What the task asks: Set down every line of the listing below verbatim, altering nothing.

-- Begin --

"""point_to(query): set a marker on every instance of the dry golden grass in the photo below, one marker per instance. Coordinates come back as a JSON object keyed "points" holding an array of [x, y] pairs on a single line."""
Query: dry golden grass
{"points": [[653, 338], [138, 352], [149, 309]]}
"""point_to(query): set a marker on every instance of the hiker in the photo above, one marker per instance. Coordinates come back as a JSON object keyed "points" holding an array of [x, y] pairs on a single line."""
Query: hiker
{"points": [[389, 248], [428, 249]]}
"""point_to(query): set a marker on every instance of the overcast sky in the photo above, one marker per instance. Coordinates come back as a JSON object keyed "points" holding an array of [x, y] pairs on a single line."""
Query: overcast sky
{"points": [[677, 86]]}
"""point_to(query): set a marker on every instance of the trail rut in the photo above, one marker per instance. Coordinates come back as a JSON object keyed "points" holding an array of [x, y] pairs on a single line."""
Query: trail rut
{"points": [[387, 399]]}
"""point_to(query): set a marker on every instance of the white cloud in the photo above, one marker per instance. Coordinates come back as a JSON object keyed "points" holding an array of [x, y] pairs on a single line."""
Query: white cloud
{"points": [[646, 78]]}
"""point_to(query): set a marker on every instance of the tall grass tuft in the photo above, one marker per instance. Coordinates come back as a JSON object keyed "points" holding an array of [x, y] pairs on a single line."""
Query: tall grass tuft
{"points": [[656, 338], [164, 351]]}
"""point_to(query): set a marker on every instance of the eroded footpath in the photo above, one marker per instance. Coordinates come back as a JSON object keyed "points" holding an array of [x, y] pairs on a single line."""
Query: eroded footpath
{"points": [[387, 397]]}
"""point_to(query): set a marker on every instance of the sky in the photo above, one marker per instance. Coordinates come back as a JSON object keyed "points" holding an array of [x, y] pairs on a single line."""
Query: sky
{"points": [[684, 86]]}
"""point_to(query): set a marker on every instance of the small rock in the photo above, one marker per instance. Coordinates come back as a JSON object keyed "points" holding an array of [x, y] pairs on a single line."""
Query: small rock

-- End --

Solution below:
"""point_to(query): set a marker on every instance of the dry golden grass in the photo below, one marker per instance. Coordinates come back as a JSON object keyed "points" holding an array of [x, y] pairs on a single line."""
Query: dry golden grass
{"points": [[653, 338], [138, 352], [149, 309]]}
"""point_to(query): set a marker on every instance of the hiker in the photo above, one marker per instance. Coordinates come back as a JSON object keyed "points" holding an array of [x, y] pairs on a single line."""
Query: hiker
{"points": [[389, 248], [428, 249]]}
"""point_to(query): set a marker on every instance of the overcast sky in the photo above, one marker per instance. Coordinates come back as a JSON object keyed "points" holding an array of [x, y] pairs on a single line."""
Query: overcast sky
{"points": [[677, 86]]}
"""point_to(query): set a marker on every instance of the trail rut in the photo above, one marker per instance. Coordinates come back as a JSON object keyed "points" holding an array of [x, y] pairs on a single line."""
Query: trail rut
{"points": [[387, 399]]}
"""point_to(query): set a marker on every instance of the white cloud in the photo above, one marker per instance. Coordinates come back as a JSON object keyed "points" holding an array of [x, y] pairs on a single line."""
Query: white cloud
{"points": [[646, 78]]}
"""point_to(query): set a marker on every instance of the tall grass tuft in the photo above, one marker per instance. Coordinates come back as a JSON object keyed "points" holding an array of [x, y] pairs on a single line."""
Query: tall grass tuft
{"points": [[656, 338], [164, 351]]}
"""point_to(query): set a marker on every instance of the eroded footpath in the photo above, one marker per instance. Coordinates come back as a JSON object keyed "points" holding an array of [x, y] pairs on a single line."""
Query: eroded footpath
{"points": [[387, 397]]}
"""point_to(query): set a marker on every instance of the sky in the photo above, one marker per instance. Coordinates come back as a JSON object keyed "points" holding an array of [x, y] pairs on a single line."""
Query: sky
{"points": [[684, 86]]}
"""point_to(query): set a marker on every instance of the small rock in the photo above, one marker per instance. Coordinates come back as a JSON object keyed "points" holding an array of [x, y] pairs on a single line."""
Query: small rock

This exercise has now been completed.